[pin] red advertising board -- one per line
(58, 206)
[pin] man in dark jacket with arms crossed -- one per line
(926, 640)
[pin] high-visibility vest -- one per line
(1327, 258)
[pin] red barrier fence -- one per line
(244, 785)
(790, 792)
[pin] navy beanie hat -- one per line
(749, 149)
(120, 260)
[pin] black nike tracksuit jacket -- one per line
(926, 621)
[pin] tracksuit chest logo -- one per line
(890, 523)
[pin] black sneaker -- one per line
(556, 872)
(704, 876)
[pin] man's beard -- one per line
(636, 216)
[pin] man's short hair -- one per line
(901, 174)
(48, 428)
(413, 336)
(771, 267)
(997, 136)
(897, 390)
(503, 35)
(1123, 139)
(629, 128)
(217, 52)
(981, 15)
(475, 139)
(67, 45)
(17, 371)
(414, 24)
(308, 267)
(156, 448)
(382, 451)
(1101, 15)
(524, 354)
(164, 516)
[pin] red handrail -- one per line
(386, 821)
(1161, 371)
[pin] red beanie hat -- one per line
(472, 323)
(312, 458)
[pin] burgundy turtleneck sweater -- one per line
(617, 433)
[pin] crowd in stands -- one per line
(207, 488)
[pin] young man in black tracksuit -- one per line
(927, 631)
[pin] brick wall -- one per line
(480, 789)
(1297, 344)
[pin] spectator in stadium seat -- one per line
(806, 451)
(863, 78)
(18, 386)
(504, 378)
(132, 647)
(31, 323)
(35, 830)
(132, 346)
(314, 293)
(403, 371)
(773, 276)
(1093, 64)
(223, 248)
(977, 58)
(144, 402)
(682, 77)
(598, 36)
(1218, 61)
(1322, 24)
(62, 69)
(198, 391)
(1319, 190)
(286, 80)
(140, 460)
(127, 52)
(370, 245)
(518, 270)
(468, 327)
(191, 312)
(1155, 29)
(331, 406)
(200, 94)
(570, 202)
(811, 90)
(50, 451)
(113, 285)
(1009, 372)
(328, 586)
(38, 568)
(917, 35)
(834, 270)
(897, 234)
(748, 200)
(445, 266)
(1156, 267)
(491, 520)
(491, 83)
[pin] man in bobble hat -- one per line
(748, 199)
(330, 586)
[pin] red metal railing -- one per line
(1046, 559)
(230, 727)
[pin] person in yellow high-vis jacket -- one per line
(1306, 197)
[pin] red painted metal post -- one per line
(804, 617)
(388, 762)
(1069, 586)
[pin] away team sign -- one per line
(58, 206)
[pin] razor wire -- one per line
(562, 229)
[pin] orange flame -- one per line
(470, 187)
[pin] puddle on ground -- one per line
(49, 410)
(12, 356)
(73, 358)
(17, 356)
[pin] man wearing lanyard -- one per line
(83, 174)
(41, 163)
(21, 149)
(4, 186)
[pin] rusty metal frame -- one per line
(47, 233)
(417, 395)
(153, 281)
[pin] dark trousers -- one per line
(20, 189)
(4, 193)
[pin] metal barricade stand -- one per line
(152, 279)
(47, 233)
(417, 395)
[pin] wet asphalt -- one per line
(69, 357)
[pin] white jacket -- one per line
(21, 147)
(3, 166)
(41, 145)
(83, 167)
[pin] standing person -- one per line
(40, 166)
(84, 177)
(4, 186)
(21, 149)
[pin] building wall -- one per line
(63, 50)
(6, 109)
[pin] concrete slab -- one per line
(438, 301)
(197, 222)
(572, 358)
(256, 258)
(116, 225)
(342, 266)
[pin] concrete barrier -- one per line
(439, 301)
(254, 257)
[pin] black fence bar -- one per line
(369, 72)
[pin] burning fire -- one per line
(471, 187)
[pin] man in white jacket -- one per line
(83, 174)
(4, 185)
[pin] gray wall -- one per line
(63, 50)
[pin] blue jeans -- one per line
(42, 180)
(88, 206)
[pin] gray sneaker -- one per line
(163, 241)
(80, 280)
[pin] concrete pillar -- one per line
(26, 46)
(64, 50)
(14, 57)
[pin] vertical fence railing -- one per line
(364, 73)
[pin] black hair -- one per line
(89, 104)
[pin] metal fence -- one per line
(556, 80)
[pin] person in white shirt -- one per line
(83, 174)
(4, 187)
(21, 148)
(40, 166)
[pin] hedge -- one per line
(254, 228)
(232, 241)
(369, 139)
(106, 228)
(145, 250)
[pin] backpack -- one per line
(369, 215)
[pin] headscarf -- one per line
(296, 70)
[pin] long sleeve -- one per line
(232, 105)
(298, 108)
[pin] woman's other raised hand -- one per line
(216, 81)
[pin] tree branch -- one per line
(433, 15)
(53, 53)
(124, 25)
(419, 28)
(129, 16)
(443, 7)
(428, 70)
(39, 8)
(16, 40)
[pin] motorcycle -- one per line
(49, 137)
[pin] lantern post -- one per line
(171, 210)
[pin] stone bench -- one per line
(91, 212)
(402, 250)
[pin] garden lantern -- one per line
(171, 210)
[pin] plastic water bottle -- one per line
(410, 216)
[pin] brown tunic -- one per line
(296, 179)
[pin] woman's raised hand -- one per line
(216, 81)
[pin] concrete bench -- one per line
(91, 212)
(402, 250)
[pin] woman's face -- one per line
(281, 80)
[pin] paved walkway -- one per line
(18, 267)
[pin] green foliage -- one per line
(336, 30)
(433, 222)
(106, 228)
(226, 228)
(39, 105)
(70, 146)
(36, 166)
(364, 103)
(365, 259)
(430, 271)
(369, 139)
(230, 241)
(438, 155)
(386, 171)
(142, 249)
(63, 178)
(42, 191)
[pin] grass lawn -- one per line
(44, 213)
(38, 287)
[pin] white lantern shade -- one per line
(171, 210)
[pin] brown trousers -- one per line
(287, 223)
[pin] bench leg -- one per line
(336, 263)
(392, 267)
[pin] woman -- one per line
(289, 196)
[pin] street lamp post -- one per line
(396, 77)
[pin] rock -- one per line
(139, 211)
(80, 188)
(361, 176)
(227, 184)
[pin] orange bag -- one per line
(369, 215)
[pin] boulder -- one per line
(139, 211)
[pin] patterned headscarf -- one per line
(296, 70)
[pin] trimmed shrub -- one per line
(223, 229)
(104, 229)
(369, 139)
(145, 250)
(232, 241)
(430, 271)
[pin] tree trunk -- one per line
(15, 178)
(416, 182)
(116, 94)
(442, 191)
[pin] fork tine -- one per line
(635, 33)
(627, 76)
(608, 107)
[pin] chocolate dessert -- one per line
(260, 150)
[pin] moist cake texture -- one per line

> [ACTION ITEM] The entries are to be duplicated exactly, with nothing changed.

> [REPLY]
[pin] red advertising board -- one per line
(58, 206)
[pin] man in dark jacket with arms crossed -- one per line
(926, 640)
[pin] high-visibility vest -- one per line
(1327, 258)
[pin] red barrier fence -- one per line
(244, 785)
(790, 792)
[pin] navy beanie hat -- one per line
(749, 149)
(120, 260)
[pin] black nike tracksuit jacket -- one per line
(926, 621)
[pin] tracksuit chest logo -- one per line
(890, 523)
[pin] black sneaker -- one per line
(556, 872)
(704, 876)
[pin] man's beard -- one per line
(636, 216)
[pin] man's short hair -- one per line
(901, 174)
(48, 428)
(413, 336)
(771, 267)
(997, 136)
(897, 390)
(503, 35)
(1123, 139)
(629, 128)
(217, 52)
(981, 15)
(475, 139)
(67, 45)
(17, 371)
(414, 24)
(308, 267)
(156, 448)
(382, 451)
(1101, 15)
(524, 354)
(164, 516)
[pin] red handrail -- one per line
(386, 821)
(1161, 371)
[pin] red beanie hat -- one per line
(472, 323)
(312, 458)
[pin] burgundy turtleneck sweater -- one per line
(617, 433)
[pin] crowd in stands -- one per line
(207, 488)
[pin] young man in black tracksuit -- one per line
(927, 631)
[pin] brick wall -- one per line
(480, 789)
(1297, 344)
[pin] spectator in stadium seat -- one per line
(806, 451)
(863, 78)
(18, 386)
(504, 378)
(132, 647)
(31, 323)
(35, 830)
(132, 346)
(314, 293)
(403, 371)
(773, 276)
(1093, 64)
(223, 248)
(977, 58)
(144, 402)
(682, 77)
(598, 36)
(1218, 61)
(1322, 24)
(62, 69)
(198, 391)
(1319, 190)
(286, 80)
(140, 460)
(127, 52)
(370, 245)
(518, 270)
(468, 327)
(191, 312)
(1155, 29)
(331, 406)
(200, 94)
(570, 202)
(811, 90)
(50, 451)
(113, 285)
(1009, 372)
(328, 586)
(38, 568)
(917, 35)
(834, 270)
(897, 234)
(748, 200)
(445, 266)
(1156, 267)
(491, 520)
(491, 83)
[pin] man in bobble hat -- one per line
(748, 199)
(330, 586)
[pin] red metal railing -- one per line
(1046, 559)
(230, 727)
[pin] person in yellow high-vis jacket -- one per line
(1306, 197)
[pin] red painted metal post -- one per line
(804, 617)
(388, 762)
(1069, 586)
[pin] away team sign -- one per line
(58, 206)
[pin] razor wire -- one per line
(562, 229)
[pin] orange flame -- one per line
(470, 187)
[pin] puddle on ground -- one per line
(49, 410)
(12, 356)
(73, 358)
(17, 356)
[pin] man wearing lanyard -- one per line
(83, 174)
(41, 163)
(21, 149)
(4, 186)
[pin] rusty metal frame -- one per line
(47, 233)
(417, 395)
(153, 281)
[pin] dark trousers -- one per line
(20, 189)
(4, 193)
[pin] metal barricade stand -- one per line
(152, 279)
(47, 233)
(417, 395)
[pin] wet asphalt -- one per line
(69, 357)
[pin] white jacket -- one per line
(21, 147)
(3, 166)
(41, 145)
(83, 167)
[pin] standing person -- one per line
(40, 166)
(84, 177)
(4, 186)
(21, 149)
[pin] building wall -- one per line
(63, 50)
(6, 109)
[pin] concrete slab -- one per line
(438, 301)
(197, 222)
(572, 358)
(256, 258)
(116, 225)
(342, 266)
[pin] concrete barrier -- one per line
(439, 301)
(254, 257)
[pin] black fence bar -- one per line
(369, 72)
[pin] burning fire -- one per line
(471, 187)
[pin] man in white jacket -- one per line
(83, 174)
(4, 185)
[pin] gray wall -- one per line
(63, 50)
[pin] blue jeans -- one per line
(42, 180)
(88, 206)
[pin] gray sneaker -- one per line
(163, 241)
(80, 280)
[pin] concrete pillar -- one per line
(26, 46)
(64, 50)
(14, 57)
[pin] vertical fence railing -- one per line
(364, 73)
[pin] black hair -- one per line
(89, 104)
[pin] metal fence -- one per line
(556, 80)
[pin] person in white shirt -- one per line
(83, 174)
(4, 187)
(21, 148)
(40, 166)
[pin] hedge -- one per line
(254, 228)
(232, 241)
(369, 139)
(106, 228)
(145, 250)
[pin] backpack -- one per line
(369, 215)
[pin] headscarf -- one per line
(296, 70)
[pin] long sleeve -- one per line
(232, 105)
(298, 108)
[pin] woman's other raised hand -- one per line
(216, 81)
[pin] tree branch -- one per line
(433, 15)
(53, 53)
(124, 25)
(419, 28)
(129, 16)
(443, 7)
(428, 70)
(39, 8)
(16, 40)
[pin] motorcycle -- one per line
(49, 137)
[pin] lantern post -- one per line
(171, 210)
[pin] stone bench -- one per line
(91, 212)
(402, 250)
[pin] garden lantern -- one per line
(171, 210)
[pin] plastic water bottle -- one per line
(410, 216)
[pin] brown tunic -- one per line
(296, 179)
[pin] woman's raised hand -- one per line
(216, 81)
[pin] concrete bench -- one per line
(91, 212)
(402, 250)
[pin] woman's face -- one per line
(281, 80)
[pin] paved walkway -- one per line
(18, 267)
[pin] green foliage -- one per line
(336, 30)
(433, 222)
(106, 228)
(226, 228)
(39, 105)
(70, 146)
(36, 166)
(364, 103)
(365, 259)
(430, 271)
(369, 139)
(230, 241)
(438, 155)
(386, 171)
(142, 249)
(63, 178)
(42, 191)
[pin] grass lawn -- one per line
(44, 213)
(38, 287)
[pin] white lantern shade -- one per line
(171, 210)
[pin] brown trousers -- one per line
(287, 223)
[pin] bench leg -- one per line
(336, 263)
(392, 267)
[pin] woman -- one per line
(289, 196)
[pin] street lamp post -- one per line
(396, 77)
[pin] rock -- one per line
(139, 211)
(80, 188)
(361, 176)
(227, 184)
[pin] orange bag -- one per line
(369, 215)
[pin] boulder -- one per line
(139, 211)
[pin] patterned headscarf -- one per line
(296, 70)
[pin] trimmed shrub -- one per line
(223, 229)
(104, 229)
(369, 139)
(145, 250)
(232, 241)
(430, 271)
[pin] tree trunk -- one per line
(15, 178)
(416, 182)
(116, 94)
(442, 191)
[pin] fork tine -- one per line
(635, 33)
(627, 76)
(608, 107)
[pin] chocolate dessert -- one per line
(260, 150)
[pin] moist cake texture -- one per line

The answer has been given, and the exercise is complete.